■ **Tarefas a realizar**:
1. Traduza para o inglês esta frase do texto sobre existencialismo: "Para Heidegger, o início da modernidade está no pensamento de Descartes."
2. Modifique o trecho do texto sobre existencialismo que começa em "Nessa postagem quero" e termina em "uma tese existencialista.", trocando "tema" por "assunto".

■ **Texto extraído**:
Nessa postagem quero fazer algumas reflexões sobre
questões que enunciei quando comentei o dia do orgulho heterossexual na postagem
O Orgulho que Serve ao Preconceito. Estou
mais uma vez me aventurando nesse tema que tenho pouco acúmulo. Por essa razão,
o que pretendo aqui é apenas levantar algumas questões que possam contribuir
para a reflexão do tema.
Antes de entrar
propriamente no tema da produção de identidade de gênero em nosso tempo
gostaria de reconstruir, de forma bastante simplificada, uma tese existencialista.
O existencialismo de Sartre tem como
um de seus fundamentos a tese de que “a existência humana precede sua essência.”
Nesse ponto Sartre parte da leitura
que Heidegger faz da modernidade.
Para Heidegger, o início da
modernidade está no pensamento de Descartes.
Heidegger identifica no cogito cartesiano o passo primeiro do
movimento moderno do homem tornando-se senhor de si mesmo.
Ao observarmos no pensamento teológico a concepção de um
deus criador do mundo, vemos ali a gênese da concepção moderna de natureza
humana. Se uma entidade metafísica superior cria o homem, isso significa que,
antes do ato criador, existia, no gênio dessa entidade, a idéia, a essência do
homem. Nessa concepção, a essência do homem seria anterior a sua existência, e
mesmo independente dela. Logo, o homem já surgiria no mundo com uma quantidade
de predicados estabelecidos por Deus enquanto a essência do seu ser.

■ **Registros de dados**:

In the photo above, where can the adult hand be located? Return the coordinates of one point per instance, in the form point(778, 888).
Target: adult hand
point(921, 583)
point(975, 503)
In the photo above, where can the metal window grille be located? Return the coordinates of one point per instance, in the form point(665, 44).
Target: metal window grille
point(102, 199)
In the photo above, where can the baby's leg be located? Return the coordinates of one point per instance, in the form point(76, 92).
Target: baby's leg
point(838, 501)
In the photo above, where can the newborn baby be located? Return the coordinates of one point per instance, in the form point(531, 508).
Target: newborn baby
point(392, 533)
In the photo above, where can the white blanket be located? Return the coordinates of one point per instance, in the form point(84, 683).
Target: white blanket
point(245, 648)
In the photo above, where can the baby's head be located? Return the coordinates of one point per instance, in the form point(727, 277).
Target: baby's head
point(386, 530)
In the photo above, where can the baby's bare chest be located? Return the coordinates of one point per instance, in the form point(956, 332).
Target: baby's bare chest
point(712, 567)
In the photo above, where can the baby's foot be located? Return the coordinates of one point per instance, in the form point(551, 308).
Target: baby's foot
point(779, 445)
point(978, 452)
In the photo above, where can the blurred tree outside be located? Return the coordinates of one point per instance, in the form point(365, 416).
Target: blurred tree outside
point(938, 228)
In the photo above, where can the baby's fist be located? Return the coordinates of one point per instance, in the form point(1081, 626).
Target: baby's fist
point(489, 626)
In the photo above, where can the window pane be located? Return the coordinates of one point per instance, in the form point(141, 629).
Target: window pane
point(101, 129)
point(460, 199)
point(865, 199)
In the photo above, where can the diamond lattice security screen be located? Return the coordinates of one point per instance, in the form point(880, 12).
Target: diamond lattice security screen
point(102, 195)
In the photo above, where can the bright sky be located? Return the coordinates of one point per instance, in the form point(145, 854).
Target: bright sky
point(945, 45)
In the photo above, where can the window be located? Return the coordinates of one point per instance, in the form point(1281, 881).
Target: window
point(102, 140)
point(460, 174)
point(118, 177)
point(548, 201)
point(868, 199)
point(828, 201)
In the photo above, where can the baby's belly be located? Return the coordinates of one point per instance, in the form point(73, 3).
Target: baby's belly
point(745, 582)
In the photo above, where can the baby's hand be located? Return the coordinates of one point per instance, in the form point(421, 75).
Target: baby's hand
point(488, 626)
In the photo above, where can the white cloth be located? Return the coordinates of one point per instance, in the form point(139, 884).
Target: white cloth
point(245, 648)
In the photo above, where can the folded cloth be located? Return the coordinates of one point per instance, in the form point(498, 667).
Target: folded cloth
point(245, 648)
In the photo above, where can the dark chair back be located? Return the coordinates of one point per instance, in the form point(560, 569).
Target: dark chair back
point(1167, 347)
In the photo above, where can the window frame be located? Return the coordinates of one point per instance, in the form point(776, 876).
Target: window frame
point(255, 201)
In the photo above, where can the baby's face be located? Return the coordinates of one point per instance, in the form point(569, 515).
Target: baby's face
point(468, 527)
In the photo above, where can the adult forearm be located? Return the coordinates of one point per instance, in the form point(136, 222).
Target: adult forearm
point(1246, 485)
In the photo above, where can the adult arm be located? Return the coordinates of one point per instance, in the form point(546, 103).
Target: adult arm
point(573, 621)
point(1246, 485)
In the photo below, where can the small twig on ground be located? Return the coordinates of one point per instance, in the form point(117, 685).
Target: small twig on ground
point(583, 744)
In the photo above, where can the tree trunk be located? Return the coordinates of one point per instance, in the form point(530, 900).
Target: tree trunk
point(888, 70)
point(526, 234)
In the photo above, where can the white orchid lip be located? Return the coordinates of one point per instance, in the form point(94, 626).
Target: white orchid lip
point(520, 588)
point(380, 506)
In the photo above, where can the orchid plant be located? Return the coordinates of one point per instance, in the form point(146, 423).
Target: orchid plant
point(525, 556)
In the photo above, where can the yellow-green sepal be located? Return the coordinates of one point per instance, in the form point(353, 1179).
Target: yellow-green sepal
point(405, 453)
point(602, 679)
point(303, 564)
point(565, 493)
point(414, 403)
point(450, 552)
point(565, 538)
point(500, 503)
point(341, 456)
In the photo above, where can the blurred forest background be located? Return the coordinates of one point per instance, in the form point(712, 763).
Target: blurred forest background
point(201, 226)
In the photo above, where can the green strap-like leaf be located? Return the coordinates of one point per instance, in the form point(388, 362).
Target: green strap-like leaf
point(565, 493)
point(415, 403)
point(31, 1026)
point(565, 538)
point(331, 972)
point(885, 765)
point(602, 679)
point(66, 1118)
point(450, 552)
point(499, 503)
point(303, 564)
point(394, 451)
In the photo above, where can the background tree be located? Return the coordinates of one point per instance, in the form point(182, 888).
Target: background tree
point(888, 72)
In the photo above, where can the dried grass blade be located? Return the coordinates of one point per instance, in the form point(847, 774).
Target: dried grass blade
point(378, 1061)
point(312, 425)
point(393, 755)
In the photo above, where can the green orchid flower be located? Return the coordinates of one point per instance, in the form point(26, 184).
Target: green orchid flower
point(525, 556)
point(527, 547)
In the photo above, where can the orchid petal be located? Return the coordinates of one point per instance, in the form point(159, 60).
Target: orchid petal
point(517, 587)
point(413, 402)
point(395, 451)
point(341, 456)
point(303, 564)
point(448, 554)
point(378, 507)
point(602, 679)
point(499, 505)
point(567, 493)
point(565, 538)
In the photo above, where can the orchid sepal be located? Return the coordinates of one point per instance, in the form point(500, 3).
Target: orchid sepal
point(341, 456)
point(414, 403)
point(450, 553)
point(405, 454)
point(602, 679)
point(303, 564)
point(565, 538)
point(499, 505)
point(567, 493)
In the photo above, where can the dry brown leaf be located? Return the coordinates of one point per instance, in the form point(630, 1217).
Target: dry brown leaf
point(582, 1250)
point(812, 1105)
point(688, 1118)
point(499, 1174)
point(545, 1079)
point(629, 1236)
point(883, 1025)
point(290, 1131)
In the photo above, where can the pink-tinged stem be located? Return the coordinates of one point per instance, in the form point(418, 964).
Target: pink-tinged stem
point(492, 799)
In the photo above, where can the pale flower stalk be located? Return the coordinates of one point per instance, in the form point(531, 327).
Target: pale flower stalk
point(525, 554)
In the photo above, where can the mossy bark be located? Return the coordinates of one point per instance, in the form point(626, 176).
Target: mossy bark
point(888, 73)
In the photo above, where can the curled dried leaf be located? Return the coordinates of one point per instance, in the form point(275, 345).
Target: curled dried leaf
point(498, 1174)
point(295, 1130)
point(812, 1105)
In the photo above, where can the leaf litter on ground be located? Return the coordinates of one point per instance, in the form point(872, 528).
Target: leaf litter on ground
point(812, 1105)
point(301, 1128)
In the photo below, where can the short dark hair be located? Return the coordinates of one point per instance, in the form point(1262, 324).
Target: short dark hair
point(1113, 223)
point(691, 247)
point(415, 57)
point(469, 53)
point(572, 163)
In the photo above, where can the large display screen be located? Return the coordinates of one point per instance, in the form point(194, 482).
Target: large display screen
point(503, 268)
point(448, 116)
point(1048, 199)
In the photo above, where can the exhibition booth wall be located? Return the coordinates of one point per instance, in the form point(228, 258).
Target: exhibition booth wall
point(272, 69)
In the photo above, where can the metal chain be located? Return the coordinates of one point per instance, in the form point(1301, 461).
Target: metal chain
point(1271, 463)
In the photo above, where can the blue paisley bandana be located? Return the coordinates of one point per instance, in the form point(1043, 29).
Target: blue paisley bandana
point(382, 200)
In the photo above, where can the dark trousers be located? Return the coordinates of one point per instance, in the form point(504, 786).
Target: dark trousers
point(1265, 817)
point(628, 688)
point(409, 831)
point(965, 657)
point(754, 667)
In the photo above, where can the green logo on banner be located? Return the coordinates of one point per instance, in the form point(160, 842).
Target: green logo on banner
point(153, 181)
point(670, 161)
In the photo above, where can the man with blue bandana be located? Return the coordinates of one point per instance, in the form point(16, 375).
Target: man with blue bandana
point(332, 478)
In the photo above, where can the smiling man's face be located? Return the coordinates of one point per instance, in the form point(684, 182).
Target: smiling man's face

■ **Respostas em ordem**:
1. For Heidegger, the beginning of modernity lies in Descartes's thought.

2.
Nessa postagem quero fazer algumas reflexões sobre
questões que enunciei quando comentei o dia do orgulho heterossexual na postagem
O Orgulho que Serve ao Preconceito. Estou
mais uma vez me aventurando nesse assunto que tenho pouco acúmulo. Por essa razão,
o que pretendo aqui é apenas levantar algumas questões que possam contribuir
para a reflexão do assunto.
Antes de entrar
propriamente no assunto da produção de identidade de gênero em nosso tempo
gostaria de reconstruir, de forma bastante simplificada, uma tese existencialista.